> _EXERCISE AIM_:
Your answer should be the entries, repeated exactly.

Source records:
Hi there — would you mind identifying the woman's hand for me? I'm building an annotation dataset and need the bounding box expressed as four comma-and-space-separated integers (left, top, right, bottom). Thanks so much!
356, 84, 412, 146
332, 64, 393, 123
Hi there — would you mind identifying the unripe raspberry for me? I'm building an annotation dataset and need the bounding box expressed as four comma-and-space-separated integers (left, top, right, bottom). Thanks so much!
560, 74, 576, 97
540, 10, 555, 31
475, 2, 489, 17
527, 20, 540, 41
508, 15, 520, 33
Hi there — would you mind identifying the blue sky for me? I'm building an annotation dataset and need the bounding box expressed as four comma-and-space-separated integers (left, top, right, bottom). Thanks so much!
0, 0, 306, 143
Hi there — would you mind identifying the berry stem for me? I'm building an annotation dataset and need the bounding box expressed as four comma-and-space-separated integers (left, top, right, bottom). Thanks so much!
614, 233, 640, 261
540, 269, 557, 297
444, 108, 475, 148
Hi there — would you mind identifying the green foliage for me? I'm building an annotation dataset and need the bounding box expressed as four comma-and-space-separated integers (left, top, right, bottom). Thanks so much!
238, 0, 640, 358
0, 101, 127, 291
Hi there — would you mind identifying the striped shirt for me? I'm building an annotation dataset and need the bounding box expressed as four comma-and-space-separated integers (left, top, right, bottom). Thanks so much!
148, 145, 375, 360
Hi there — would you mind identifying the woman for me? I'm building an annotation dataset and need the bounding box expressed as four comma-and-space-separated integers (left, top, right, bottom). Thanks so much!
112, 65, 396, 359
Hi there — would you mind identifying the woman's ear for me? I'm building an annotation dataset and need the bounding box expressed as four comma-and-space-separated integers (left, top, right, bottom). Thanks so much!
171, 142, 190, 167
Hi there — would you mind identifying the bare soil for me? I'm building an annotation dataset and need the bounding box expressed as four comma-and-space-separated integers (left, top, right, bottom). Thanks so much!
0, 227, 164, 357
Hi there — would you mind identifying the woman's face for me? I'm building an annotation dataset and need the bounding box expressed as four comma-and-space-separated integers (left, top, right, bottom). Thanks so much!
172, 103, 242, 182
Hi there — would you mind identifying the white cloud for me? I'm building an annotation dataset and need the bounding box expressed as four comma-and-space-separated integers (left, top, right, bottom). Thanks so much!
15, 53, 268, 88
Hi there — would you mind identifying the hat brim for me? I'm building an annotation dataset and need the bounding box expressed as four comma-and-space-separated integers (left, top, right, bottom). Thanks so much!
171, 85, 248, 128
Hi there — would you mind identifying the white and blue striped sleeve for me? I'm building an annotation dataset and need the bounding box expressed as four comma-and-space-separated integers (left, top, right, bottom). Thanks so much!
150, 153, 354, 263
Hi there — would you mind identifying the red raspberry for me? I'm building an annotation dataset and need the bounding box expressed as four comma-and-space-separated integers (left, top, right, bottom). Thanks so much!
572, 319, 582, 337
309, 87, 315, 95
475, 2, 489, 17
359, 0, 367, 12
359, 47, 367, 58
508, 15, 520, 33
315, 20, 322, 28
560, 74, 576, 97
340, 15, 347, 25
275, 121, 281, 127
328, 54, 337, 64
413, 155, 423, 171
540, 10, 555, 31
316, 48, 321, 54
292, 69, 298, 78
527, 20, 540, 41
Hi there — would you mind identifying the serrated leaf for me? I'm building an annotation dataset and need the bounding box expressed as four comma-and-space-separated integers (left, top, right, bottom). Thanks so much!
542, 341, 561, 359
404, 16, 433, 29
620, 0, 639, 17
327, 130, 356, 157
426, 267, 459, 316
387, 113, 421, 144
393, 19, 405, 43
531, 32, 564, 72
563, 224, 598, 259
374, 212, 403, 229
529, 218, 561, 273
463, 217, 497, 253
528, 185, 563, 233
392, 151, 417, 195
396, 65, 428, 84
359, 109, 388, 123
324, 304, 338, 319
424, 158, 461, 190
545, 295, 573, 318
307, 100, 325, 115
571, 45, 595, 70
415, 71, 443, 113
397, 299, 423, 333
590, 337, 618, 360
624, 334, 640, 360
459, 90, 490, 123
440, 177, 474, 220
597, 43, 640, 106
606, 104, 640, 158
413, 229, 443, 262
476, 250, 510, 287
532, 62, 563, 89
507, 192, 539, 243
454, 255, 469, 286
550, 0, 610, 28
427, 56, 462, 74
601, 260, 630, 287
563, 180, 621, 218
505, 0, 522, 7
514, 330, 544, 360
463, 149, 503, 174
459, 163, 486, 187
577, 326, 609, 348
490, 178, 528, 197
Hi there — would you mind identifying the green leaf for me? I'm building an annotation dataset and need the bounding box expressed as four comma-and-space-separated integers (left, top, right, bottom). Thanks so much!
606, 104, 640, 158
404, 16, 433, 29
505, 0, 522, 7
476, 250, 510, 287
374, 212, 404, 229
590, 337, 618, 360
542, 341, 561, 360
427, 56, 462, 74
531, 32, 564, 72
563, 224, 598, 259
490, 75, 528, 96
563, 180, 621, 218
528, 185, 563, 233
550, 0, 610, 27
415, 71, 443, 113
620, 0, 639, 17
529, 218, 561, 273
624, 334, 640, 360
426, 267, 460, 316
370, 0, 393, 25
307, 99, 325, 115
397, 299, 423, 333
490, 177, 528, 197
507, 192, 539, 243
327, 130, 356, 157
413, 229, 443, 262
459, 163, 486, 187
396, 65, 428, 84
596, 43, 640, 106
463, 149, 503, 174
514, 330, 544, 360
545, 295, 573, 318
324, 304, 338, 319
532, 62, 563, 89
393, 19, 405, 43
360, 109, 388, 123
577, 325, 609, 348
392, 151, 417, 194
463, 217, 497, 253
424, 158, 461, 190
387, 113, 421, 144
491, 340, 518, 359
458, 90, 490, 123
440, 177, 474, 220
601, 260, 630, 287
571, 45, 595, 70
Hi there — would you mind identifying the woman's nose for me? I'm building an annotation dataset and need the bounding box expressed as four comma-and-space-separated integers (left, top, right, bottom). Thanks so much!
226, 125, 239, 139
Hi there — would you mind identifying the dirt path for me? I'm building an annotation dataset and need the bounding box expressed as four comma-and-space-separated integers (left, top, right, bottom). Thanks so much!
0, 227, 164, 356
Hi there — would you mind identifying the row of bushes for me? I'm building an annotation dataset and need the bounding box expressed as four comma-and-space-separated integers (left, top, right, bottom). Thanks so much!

> _OUTPUT_:
Hi there — would you mind identifying the woman's hand for me? I'm building an annotation dataset and need the bounding box expressed as four comma-and-space-separated integers (left, top, right, bottom). Thanks so much!
356, 84, 412, 146
332, 64, 393, 123
Hi there — would you mind identifying the unripe raspberry for me? I'm building an annotation dataset and need the bounding box expressed as four comma-and-space-separated integers (left, top, right, bottom). Thanks so much!
560, 74, 576, 97
540, 10, 555, 31
475, 2, 489, 17
527, 20, 540, 41
508, 15, 520, 33
Hi there — would you mind identifying the blue sky for me? I'm building an annotation dataset and need the bounding box expressed as four comma-and-space-separated integers (left, top, right, bottom). Thanks so much!
0, 0, 306, 143
Hi there — would you mind identifying the berry stem for me? I'm building an annotation dataset and need the bounding box expressed as four comma-and-space-separated integers (left, top, right, bottom). Thanks so much!
614, 233, 640, 261
540, 269, 557, 297
444, 108, 475, 148
Hi there — would you mind identifying the green foliage for me? I'm building an annotation dataset and need the bounding box expressed as four comma-and-space-separated integers (left, top, right, bottom). Thanks so much!
238, 0, 640, 358
0, 101, 127, 291
Hi there — would you mind identifying the striped shirt for me? I'm building an annotation dataset and need the bounding box expressed as four comma-and-space-separated integers (left, top, right, bottom). Thanks so much!
148, 145, 375, 360
Hi there — would you mind identifying the woman for me? I'm building an annotation dataset and need the bounding box expressed as four comma-and-space-separated integers (left, top, right, bottom). Thanks so much!
112, 65, 396, 359
Hi there — would you mind identifying the woman's ear for me? I'm building an annotation dataset and need the bounding box expressed as four comma-and-space-separated integers (left, top, right, bottom). Thanks so much!
171, 142, 190, 167
Hi there — would you mind identifying the bare soil for me? I'm building an annotation dataset and need the bounding box expressed as four comma-and-space-separated integers (left, top, right, bottom). Thanks so much!
0, 227, 164, 357
Hi there — would you mind identifying the woman's face for me? I'm building an annotation dataset and need the bounding box expressed as four comma-and-space-separated integers (left, top, right, bottom). Thanks so much!
172, 103, 242, 182
Hi there — would you mind identifying the white cloud for me? I'm building an annotation dataset and need the bounding box expressed as four comma-and-space-separated integers (left, top, right, bottom). Thanks so much!
15, 53, 268, 88
Hi there — would you mind identifying the hat brim for me? I'm building an annotation dataset and need the bounding box expressed as four comma-and-space-separated integers (left, top, right, bottom). Thanks so much!
171, 85, 248, 128
Hi there — would you mind identifying the white and blue striped sleeve for me? I'm building an annotation dataset and need the bounding box expressed as four comma-and-space-separated integers (left, top, right, bottom). Thanks so much!
150, 153, 354, 263
Hi there — would you mind identifying the red raspberry for me? I'm building an annotation dataset and need the bounding box expressed as four comma-and-space-separated integers (left, top, right, bottom). Thanks so much!
572, 319, 582, 337
309, 87, 315, 95
475, 2, 489, 17
359, 0, 367, 12
359, 47, 367, 58
508, 15, 520, 33
315, 20, 322, 28
560, 74, 576, 97
340, 15, 347, 25
275, 121, 281, 127
328, 54, 337, 64
413, 155, 423, 171
540, 10, 555, 31
316, 48, 321, 54
292, 69, 298, 78
527, 20, 540, 41
Hi there — would you mind identifying the serrated leaf for me? I'm building an annotation dataset and need the bounding box expressed as four comma-and-space-separated integers (left, top, right, bottom). Thanks so much!
542, 341, 561, 359
404, 16, 433, 29
620, 0, 639, 17
327, 130, 356, 157
426, 267, 459, 316
387, 113, 421, 144
393, 19, 405, 43
531, 32, 564, 72
563, 224, 598, 259
374, 212, 403, 229
529, 218, 561, 273
463, 217, 497, 253
528, 185, 563, 233
392, 151, 417, 195
396, 65, 428, 84
359, 109, 388, 123
324, 304, 338, 319
424, 158, 461, 190
545, 295, 573, 318
307, 100, 325, 115
571, 45, 595, 70
415, 71, 443, 113
397, 299, 423, 333
590, 337, 618, 360
624, 334, 640, 360
459, 90, 490, 123
440, 177, 474, 220
597, 43, 640, 106
606, 104, 640, 158
413, 229, 443, 262
476, 250, 510, 287
532, 62, 563, 89
507, 192, 539, 243
454, 255, 469, 286
550, 0, 610, 28
427, 56, 462, 74
601, 260, 630, 287
563, 180, 621, 218
505, 0, 522, 7
514, 330, 544, 360
463, 149, 503, 174
459, 163, 486, 187
577, 326, 609, 348
490, 178, 528, 197
Hi there — would you mind identifying the green leaf for me? I'm building an annotation dataset and need the bounding box expressed as four comma-and-space-separated integers (left, top, right, bottom). Thanks so much!
606, 104, 640, 158
404, 16, 433, 29
505, 0, 522, 7
476, 250, 510, 287
374, 212, 404, 229
590, 337, 618, 360
542, 341, 561, 360
427, 56, 462, 74
531, 32, 564, 72
563, 224, 598, 259
490, 75, 528, 96
563, 180, 621, 218
528, 185, 563, 233
550, 0, 610, 27
415, 71, 443, 113
620, 0, 639, 17
529, 218, 561, 273
624, 334, 640, 360
426, 267, 460, 316
370, 0, 393, 25
307, 99, 325, 115
397, 299, 423, 333
490, 177, 528, 197
507, 192, 539, 243
327, 130, 356, 157
413, 229, 443, 262
459, 163, 486, 187
396, 65, 428, 84
596, 43, 640, 106
463, 149, 503, 174
514, 330, 544, 360
545, 295, 573, 318
324, 304, 338, 319
532, 62, 563, 89
393, 19, 405, 43
360, 109, 388, 123
577, 325, 609, 348
392, 151, 417, 194
463, 217, 497, 253
424, 158, 461, 190
387, 113, 421, 144
491, 340, 518, 359
458, 90, 490, 123
440, 177, 474, 220
601, 260, 630, 287
571, 45, 595, 70
Hi there — would you mind identifying the woman's nose for me? I'm building an annotation dataset and need the bounding box expressed as four comma-and-space-separated integers (left, top, right, bottom). Thanks so much!
226, 125, 239, 139
Hi there — would you mind identifying the dirt path for me? I'm building an annotation dataset and need the bounding box expressed as four comma-and-space-separated integers (left, top, right, bottom). Thanks so much!
0, 227, 164, 356
Hi there — would you mind identifying the row of bushes for me? I'm building an annotation dataset and need the bounding box expressed as four comma-and-space-separated integers (left, top, right, bottom). Thanks so much!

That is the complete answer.